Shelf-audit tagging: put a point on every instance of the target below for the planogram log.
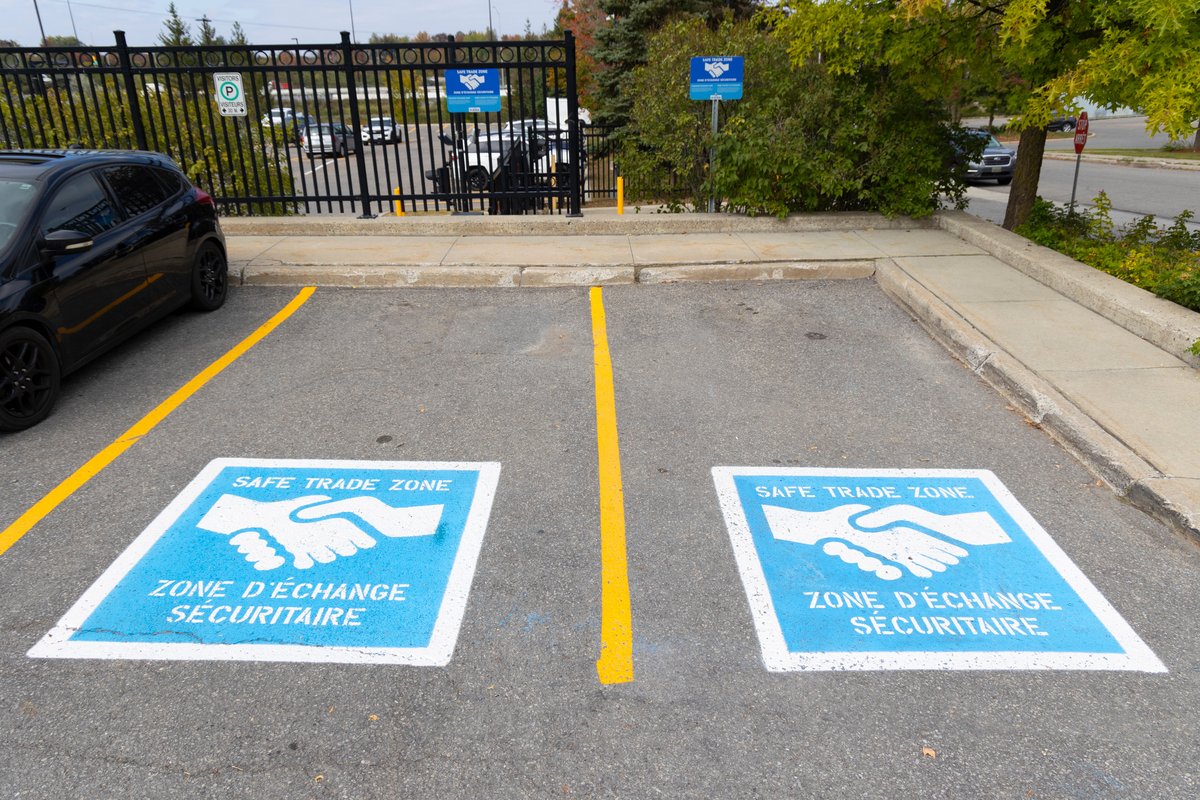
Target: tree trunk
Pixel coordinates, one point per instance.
(1025, 176)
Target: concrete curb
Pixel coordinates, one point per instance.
(484, 276)
(1170, 500)
(1159, 322)
(598, 222)
(1127, 161)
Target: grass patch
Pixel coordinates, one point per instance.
(1162, 260)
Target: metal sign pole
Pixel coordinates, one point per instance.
(1075, 182)
(712, 161)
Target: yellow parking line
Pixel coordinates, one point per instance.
(142, 427)
(616, 662)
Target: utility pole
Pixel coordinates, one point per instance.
(39, 12)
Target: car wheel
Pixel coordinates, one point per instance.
(29, 378)
(210, 277)
(478, 179)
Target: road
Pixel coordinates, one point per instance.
(1134, 191)
(785, 374)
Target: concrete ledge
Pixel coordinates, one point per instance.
(1159, 322)
(431, 275)
(757, 271)
(1170, 500)
(577, 276)
(599, 221)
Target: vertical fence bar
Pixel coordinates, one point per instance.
(573, 130)
(131, 92)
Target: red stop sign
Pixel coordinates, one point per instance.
(1081, 132)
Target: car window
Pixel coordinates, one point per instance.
(16, 198)
(81, 204)
(135, 187)
(172, 181)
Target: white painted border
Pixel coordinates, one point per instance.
(775, 656)
(58, 644)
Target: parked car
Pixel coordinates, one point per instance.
(382, 128)
(289, 121)
(996, 161)
(94, 247)
(328, 138)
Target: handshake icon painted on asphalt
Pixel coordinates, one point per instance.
(313, 529)
(885, 542)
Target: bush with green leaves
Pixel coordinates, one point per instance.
(801, 139)
(1163, 260)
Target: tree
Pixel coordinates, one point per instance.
(208, 34)
(175, 31)
(585, 18)
(1135, 53)
(621, 46)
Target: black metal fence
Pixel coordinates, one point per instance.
(328, 128)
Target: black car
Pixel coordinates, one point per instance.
(94, 246)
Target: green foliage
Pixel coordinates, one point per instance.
(1162, 260)
(221, 155)
(801, 139)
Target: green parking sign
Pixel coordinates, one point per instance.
(231, 96)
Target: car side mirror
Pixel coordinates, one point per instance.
(59, 242)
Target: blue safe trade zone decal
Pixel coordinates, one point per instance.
(893, 569)
(293, 560)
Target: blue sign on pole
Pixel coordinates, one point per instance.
(856, 569)
(473, 90)
(293, 560)
(715, 77)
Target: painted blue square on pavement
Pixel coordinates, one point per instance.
(293, 560)
(715, 77)
(856, 569)
(473, 90)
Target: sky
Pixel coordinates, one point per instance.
(269, 22)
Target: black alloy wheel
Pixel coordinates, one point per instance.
(29, 378)
(210, 277)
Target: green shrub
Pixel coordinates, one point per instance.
(1162, 260)
(801, 139)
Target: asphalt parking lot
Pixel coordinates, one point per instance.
(789, 376)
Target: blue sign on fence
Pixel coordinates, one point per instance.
(853, 569)
(715, 77)
(473, 90)
(293, 560)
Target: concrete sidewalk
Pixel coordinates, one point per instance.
(1102, 366)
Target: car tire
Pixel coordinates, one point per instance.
(210, 277)
(29, 378)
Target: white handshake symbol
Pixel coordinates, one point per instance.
(312, 529)
(879, 543)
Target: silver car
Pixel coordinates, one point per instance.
(382, 128)
(328, 138)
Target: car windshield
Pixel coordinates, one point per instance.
(16, 198)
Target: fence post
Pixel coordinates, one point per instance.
(575, 202)
(131, 90)
(357, 125)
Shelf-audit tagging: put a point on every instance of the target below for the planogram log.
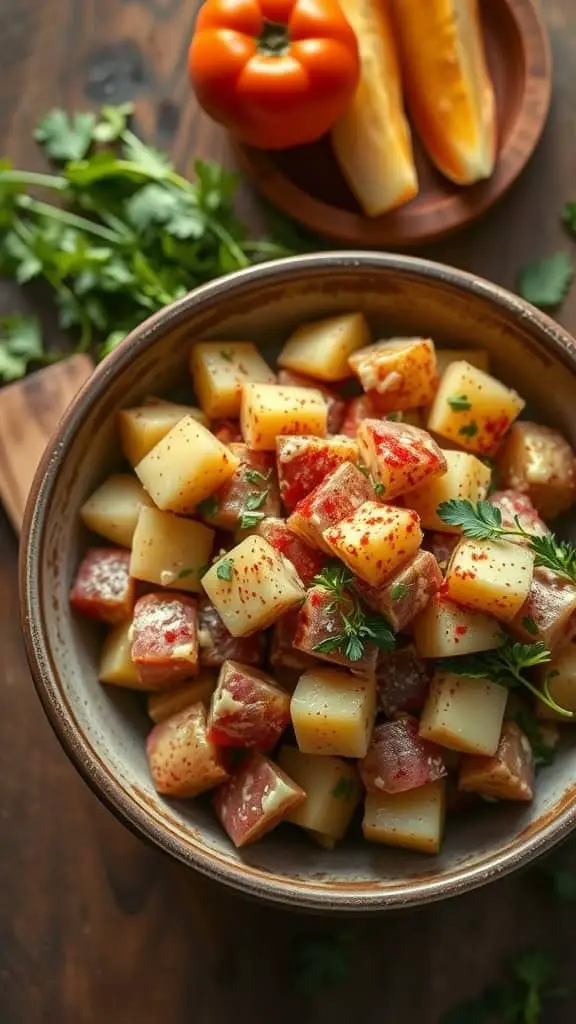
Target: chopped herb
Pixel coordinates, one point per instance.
(545, 283)
(469, 429)
(459, 402)
(208, 507)
(254, 475)
(483, 521)
(224, 569)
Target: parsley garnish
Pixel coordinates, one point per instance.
(506, 666)
(483, 521)
(459, 403)
(224, 569)
(545, 283)
(469, 429)
(358, 628)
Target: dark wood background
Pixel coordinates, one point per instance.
(93, 925)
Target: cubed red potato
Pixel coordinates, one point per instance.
(399, 760)
(283, 653)
(104, 589)
(548, 614)
(252, 486)
(399, 456)
(305, 462)
(442, 546)
(248, 709)
(307, 561)
(336, 404)
(515, 505)
(407, 592)
(255, 800)
(338, 495)
(217, 644)
(540, 463)
(228, 431)
(403, 680)
(319, 621)
(181, 759)
(361, 408)
(165, 638)
(506, 775)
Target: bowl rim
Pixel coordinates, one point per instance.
(313, 895)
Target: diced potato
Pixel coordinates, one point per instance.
(560, 674)
(104, 588)
(217, 644)
(403, 680)
(335, 401)
(304, 462)
(170, 551)
(321, 349)
(548, 614)
(117, 668)
(476, 356)
(402, 372)
(307, 561)
(332, 790)
(413, 820)
(465, 477)
(493, 577)
(463, 714)
(508, 774)
(399, 759)
(252, 487)
(164, 705)
(165, 639)
(399, 456)
(338, 495)
(512, 505)
(333, 713)
(407, 592)
(269, 410)
(474, 409)
(182, 761)
(187, 466)
(113, 509)
(252, 586)
(257, 798)
(142, 428)
(445, 629)
(219, 370)
(374, 540)
(537, 461)
(248, 709)
(320, 619)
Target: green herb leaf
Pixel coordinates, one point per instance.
(21, 344)
(545, 283)
(459, 403)
(66, 136)
(224, 569)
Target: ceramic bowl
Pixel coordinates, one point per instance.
(103, 730)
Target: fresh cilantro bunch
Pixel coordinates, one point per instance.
(117, 233)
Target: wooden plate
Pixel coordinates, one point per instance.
(306, 183)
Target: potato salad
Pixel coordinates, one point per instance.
(333, 584)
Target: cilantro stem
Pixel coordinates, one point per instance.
(66, 217)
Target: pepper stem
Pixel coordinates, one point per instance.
(274, 40)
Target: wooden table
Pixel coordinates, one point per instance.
(94, 926)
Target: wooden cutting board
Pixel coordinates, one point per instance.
(30, 412)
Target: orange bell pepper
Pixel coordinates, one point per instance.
(276, 73)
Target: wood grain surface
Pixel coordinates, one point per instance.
(95, 927)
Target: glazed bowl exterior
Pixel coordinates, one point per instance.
(103, 729)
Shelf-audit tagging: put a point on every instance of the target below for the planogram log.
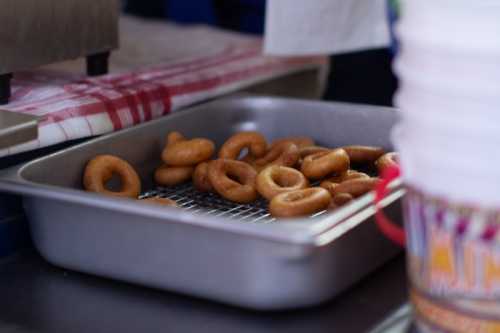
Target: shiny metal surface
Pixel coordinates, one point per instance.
(40, 298)
(278, 265)
(35, 33)
(16, 128)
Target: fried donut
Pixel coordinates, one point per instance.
(320, 165)
(300, 202)
(277, 179)
(285, 154)
(200, 178)
(386, 160)
(101, 169)
(160, 201)
(341, 199)
(310, 150)
(363, 154)
(331, 183)
(299, 141)
(174, 137)
(221, 173)
(253, 141)
(356, 187)
(170, 176)
(349, 174)
(188, 152)
(329, 186)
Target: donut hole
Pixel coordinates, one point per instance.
_ _ _ _
TRY IT: Each entry should be output word for word, with no pictures carried over.

SOLUTION:
Shelf-audit tagging: put a point on every instance of the target below for the planogram log.
Target: tree trunk
Pixel coordinates, one point per instance.
(1025, 176)
Target: concrete curb
Pixel coordinates, one point per instance.
(484, 276)
(1170, 500)
(1159, 322)
(598, 222)
(1127, 161)
Target: grass patch
Pixel coordinates, one point per instance.
(1162, 260)
Target: metal sign pole
Pixel coordinates, one point per instance.
(1075, 182)
(712, 161)
Target: yellow parking line
Pixel coordinates, one point per instance.
(142, 427)
(616, 662)
Target: utility pole
Pixel coordinates, one point per instance.
(39, 12)
Target: car wheel
Pixel coordinates, one point per instance.
(29, 378)
(210, 277)
(478, 179)
Target: road
Pixel coordinates, one point per instance.
(1134, 191)
(785, 374)
Target: concrete ledge
Pixel coordinates, one point per instance.
(1159, 322)
(431, 275)
(757, 271)
(1170, 500)
(577, 276)
(599, 221)
Target: vertical fence bar
Pixel coordinates, one point per instance.
(573, 130)
(131, 92)
Target: red stop sign
Pixel coordinates, one point per instance.
(1081, 132)
Target: car window
Pixel coordinates, one point per instance.
(16, 198)
(81, 204)
(135, 187)
(172, 181)
Target: white painted border
Pixel coordinates, one point per instance.
(775, 656)
(58, 644)
Target: parked car
Pixel coordinates, one point per instance.
(382, 128)
(289, 121)
(996, 161)
(94, 247)
(328, 138)
Target: handshake icon painted on asphalt
Pixel coordinates, one point per instance.
(313, 529)
(885, 542)
Target: bush with green leaves
Pixel coordinates, one point per instance.
(801, 139)
(1163, 260)
Target: tree
Pixel coordinates, one point per instance.
(208, 34)
(175, 31)
(585, 18)
(1135, 53)
(621, 46)
Target: black metal fence
Pixel coordinates, one point per instance.
(328, 128)
Target: black car
Pixel coordinates, one point per instance.
(94, 246)
Target: green foliage
Pixel coordinates, one point per instance.
(1162, 260)
(221, 155)
(801, 139)
Target: green parking sign
Pixel coordinates, one point per instance.
(231, 96)
Target: car side mirror
Pixel coordinates, one point per instance.
(59, 242)
Target: blue safe trade zone decal
Pixel coordinates, one point per instance.
(893, 569)
(293, 560)
Target: blue sign on pole
Pixel coordinates, one point per instance.
(856, 569)
(473, 90)
(293, 560)
(715, 77)
Target: painted blue square on pavement
Pixel coordinates, one point per instance.
(293, 560)
(715, 77)
(856, 569)
(473, 90)
Target: sky
Pixel coordinates, one point per instance.
(269, 22)
Target: black alloy wheel
Pixel coordinates, one point per instance.
(29, 378)
(210, 277)
Target: green shrub
Pixel coordinates, one point per instance.
(1162, 260)
(801, 139)
Target: asphalt parking lot
Pixel coordinates, one point per instance.
(789, 376)
Target: blue sign on fence
Pixel coordinates, one point per instance.
(853, 569)
(715, 77)
(473, 90)
(293, 560)
Target: concrete sidewalk
Pixel coordinates, one point per instance.
(1102, 366)
Target: car tire
Pixel coordinates, one point per instance.
(210, 277)
(29, 378)
Target: white handshake symbol
Pixel coordinates, one point per instance.
(312, 529)
(879, 543)
Target: silver car
Pixel coordinates, one point per instance.
(382, 128)
(328, 138)
Target: car windshield
Pixel coordinates, one point per instance.
(16, 198)
Target: fence post
Pixel coordinates, one point per instance.
(575, 202)
(131, 90)
(357, 125)
Shelf-audit tagging: put a point on every instance of the target below for the planogram log.
Target: chopped herb
Pixel coordinates, one point per instance.
(545, 283)
(469, 429)
(459, 402)
(208, 507)
(254, 475)
(483, 521)
(224, 569)
Target: parsley garnish
Pixel coordinates, one point per instance.
(506, 666)
(483, 521)
(459, 403)
(224, 569)
(545, 283)
(469, 429)
(358, 628)
Target: dark wood background
Pixel coordinates, one point per instance.
(93, 925)
Target: cubed red potato
Pixel coordinates, one point per instance.
(399, 760)
(283, 653)
(104, 589)
(548, 614)
(252, 486)
(399, 456)
(305, 462)
(442, 546)
(248, 709)
(307, 561)
(336, 404)
(515, 505)
(407, 592)
(255, 800)
(338, 495)
(217, 644)
(540, 463)
(228, 431)
(403, 680)
(319, 621)
(181, 759)
(361, 408)
(165, 638)
(506, 775)
Target: bowl rim
Pixel coordinates, one point per instance.
(313, 895)
Target: diced potato
Pixel coordinates, one point per instance.
(560, 674)
(104, 588)
(217, 644)
(403, 680)
(335, 401)
(304, 462)
(170, 551)
(321, 349)
(548, 614)
(117, 668)
(476, 356)
(402, 372)
(307, 561)
(332, 790)
(413, 820)
(465, 477)
(493, 577)
(463, 714)
(508, 774)
(399, 759)
(252, 487)
(164, 705)
(165, 639)
(399, 456)
(338, 495)
(512, 505)
(333, 713)
(407, 592)
(269, 410)
(474, 409)
(182, 761)
(187, 466)
(113, 509)
(252, 586)
(257, 798)
(142, 428)
(445, 629)
(219, 370)
(374, 540)
(537, 461)
(248, 709)
(320, 619)
Target: green herb leaf
Pixel coordinates, one point per instance.
(21, 344)
(545, 283)
(459, 403)
(66, 136)
(224, 569)
Target: ceramic bowl
Pixel coordinates, one point per instance.
(103, 730)
Target: fresh cilantro bunch
Pixel coordinates, one point per instance.
(117, 233)
Target: wooden plate
Pixel coordinates, one point per instance.
(306, 183)
Target: potato salad
Pixel coordinates, one point per instance.
(333, 584)
Target: cilantro stem
Pixel coordinates, one point per instance.
(66, 217)
Target: pepper stem
Pixel coordinates, one point per instance.
(274, 40)
Target: wooden table
Pixel coordinates, one point per instance.
(94, 926)
Target: wooden cutting board
Pixel coordinates, one point per instance.
(30, 412)
Target: orange bell pepper
Pixel coordinates, one point per instance.
(276, 73)
Target: wood grain surface
Pixel coordinates, one point per instance.
(95, 927)
Target: glazed bowl exterior
Pixel coordinates, one point per instance.
(103, 729)
Shelf-audit tagging: put a point on every instance of the target below for the planogram log.
Target: shiny metal surface
Pixel coordinates, one point per instance.
(40, 298)
(278, 265)
(35, 33)
(16, 128)
Target: fried donut
Pixel coordinates, one point per instance.
(320, 165)
(300, 202)
(277, 179)
(285, 154)
(200, 178)
(386, 160)
(101, 169)
(160, 201)
(341, 199)
(310, 150)
(363, 154)
(331, 183)
(299, 141)
(174, 137)
(221, 173)
(253, 141)
(356, 187)
(170, 176)
(349, 174)
(188, 152)
(329, 186)
Target: donut hole
Pixel coordinates, one point per instance.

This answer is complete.